* [EXERCISE DIRECTIONS]
List every line in the records below that contains the word "jacket", copying each line in full. Letter case matters.
____ PROVIDED MATERIAL
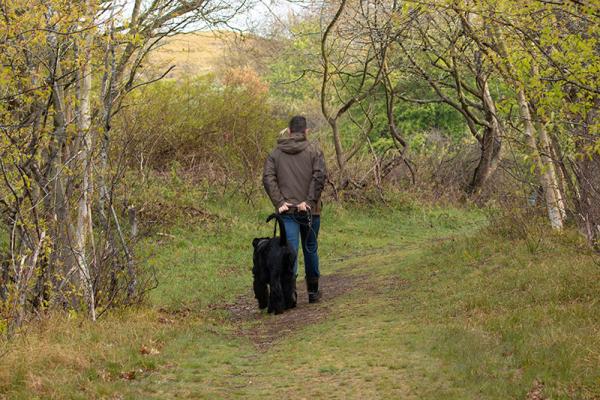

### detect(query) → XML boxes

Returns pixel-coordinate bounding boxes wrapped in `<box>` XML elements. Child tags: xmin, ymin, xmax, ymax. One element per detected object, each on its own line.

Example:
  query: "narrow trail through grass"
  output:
<box><xmin>0</xmin><ymin>199</ymin><xmax>600</xmax><ymax>400</ymax></box>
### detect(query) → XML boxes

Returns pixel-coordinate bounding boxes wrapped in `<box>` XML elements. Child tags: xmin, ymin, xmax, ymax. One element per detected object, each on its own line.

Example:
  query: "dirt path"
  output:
<box><xmin>225</xmin><ymin>269</ymin><xmax>373</xmax><ymax>350</ymax></box>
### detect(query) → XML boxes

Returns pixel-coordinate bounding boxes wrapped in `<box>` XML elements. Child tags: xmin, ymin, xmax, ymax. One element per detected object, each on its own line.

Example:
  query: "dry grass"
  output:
<box><xmin>150</xmin><ymin>31</ymin><xmax>236</xmax><ymax>79</ymax></box>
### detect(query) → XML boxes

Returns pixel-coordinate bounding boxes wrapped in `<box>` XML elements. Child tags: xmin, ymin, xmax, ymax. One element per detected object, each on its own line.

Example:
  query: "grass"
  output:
<box><xmin>151</xmin><ymin>31</ymin><xmax>234</xmax><ymax>79</ymax></box>
<box><xmin>0</xmin><ymin>184</ymin><xmax>600</xmax><ymax>399</ymax></box>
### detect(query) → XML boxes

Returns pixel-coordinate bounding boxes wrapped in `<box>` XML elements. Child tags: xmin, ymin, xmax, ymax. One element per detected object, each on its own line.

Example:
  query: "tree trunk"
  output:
<box><xmin>517</xmin><ymin>89</ymin><xmax>563</xmax><ymax>230</ymax></box>
<box><xmin>73</xmin><ymin>15</ymin><xmax>96</xmax><ymax>321</ymax></box>
<box><xmin>467</xmin><ymin>76</ymin><xmax>502</xmax><ymax>194</ymax></box>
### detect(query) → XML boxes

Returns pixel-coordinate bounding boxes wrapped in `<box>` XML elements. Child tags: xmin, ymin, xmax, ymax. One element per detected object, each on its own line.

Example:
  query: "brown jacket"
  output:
<box><xmin>263</xmin><ymin>133</ymin><xmax>327</xmax><ymax>215</ymax></box>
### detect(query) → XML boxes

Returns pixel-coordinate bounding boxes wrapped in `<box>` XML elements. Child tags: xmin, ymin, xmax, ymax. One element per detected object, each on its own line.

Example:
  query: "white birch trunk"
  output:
<box><xmin>517</xmin><ymin>89</ymin><xmax>563</xmax><ymax>230</ymax></box>
<box><xmin>73</xmin><ymin>9</ymin><xmax>96</xmax><ymax>321</ymax></box>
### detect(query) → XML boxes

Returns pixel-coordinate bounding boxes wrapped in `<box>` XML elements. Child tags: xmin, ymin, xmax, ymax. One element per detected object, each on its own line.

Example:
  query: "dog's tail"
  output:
<box><xmin>267</xmin><ymin>214</ymin><xmax>287</xmax><ymax>246</ymax></box>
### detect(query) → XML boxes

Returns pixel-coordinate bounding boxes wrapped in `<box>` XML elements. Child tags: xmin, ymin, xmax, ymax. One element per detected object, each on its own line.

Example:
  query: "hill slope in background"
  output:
<box><xmin>150</xmin><ymin>31</ymin><xmax>236</xmax><ymax>79</ymax></box>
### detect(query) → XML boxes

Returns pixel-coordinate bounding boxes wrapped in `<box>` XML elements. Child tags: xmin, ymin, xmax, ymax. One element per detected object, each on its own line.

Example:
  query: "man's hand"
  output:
<box><xmin>298</xmin><ymin>201</ymin><xmax>310</xmax><ymax>212</ymax></box>
<box><xmin>277</xmin><ymin>201</ymin><xmax>292</xmax><ymax>214</ymax></box>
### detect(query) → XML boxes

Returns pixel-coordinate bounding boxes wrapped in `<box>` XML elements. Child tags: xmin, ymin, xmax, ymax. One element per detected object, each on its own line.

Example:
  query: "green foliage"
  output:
<box><xmin>114</xmin><ymin>69</ymin><xmax>285</xmax><ymax>189</ymax></box>
<box><xmin>0</xmin><ymin>188</ymin><xmax>600</xmax><ymax>399</ymax></box>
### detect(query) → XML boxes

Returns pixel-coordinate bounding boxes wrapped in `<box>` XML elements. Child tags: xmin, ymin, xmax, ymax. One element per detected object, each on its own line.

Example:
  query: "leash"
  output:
<box><xmin>273</xmin><ymin>211</ymin><xmax>318</xmax><ymax>255</ymax></box>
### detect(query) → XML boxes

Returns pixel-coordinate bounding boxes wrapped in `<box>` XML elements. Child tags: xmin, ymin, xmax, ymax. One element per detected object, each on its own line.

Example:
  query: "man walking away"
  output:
<box><xmin>263</xmin><ymin>116</ymin><xmax>326</xmax><ymax>303</ymax></box>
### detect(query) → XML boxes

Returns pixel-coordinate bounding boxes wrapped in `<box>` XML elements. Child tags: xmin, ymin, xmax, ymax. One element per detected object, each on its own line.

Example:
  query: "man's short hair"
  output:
<box><xmin>289</xmin><ymin>115</ymin><xmax>306</xmax><ymax>133</ymax></box>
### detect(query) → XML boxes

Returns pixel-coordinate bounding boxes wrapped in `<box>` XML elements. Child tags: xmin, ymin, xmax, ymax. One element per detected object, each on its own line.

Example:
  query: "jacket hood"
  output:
<box><xmin>277</xmin><ymin>133</ymin><xmax>310</xmax><ymax>154</ymax></box>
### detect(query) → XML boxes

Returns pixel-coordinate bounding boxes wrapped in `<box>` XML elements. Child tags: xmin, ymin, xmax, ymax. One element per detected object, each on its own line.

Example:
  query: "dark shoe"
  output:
<box><xmin>306</xmin><ymin>276</ymin><xmax>322</xmax><ymax>303</ymax></box>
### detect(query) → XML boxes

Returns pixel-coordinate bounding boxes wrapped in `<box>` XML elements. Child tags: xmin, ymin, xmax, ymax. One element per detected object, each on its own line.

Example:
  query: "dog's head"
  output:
<box><xmin>252</xmin><ymin>238</ymin><xmax>271</xmax><ymax>252</ymax></box>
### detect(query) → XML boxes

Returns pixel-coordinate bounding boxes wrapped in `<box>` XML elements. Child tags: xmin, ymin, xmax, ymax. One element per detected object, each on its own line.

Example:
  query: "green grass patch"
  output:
<box><xmin>0</xmin><ymin>188</ymin><xmax>600</xmax><ymax>399</ymax></box>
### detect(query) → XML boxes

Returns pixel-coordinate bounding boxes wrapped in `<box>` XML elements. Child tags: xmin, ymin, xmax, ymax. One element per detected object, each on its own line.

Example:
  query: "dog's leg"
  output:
________
* [OUTPUT FOR THIS TASK]
  query: "brown jacket"
  query: "jacket hood"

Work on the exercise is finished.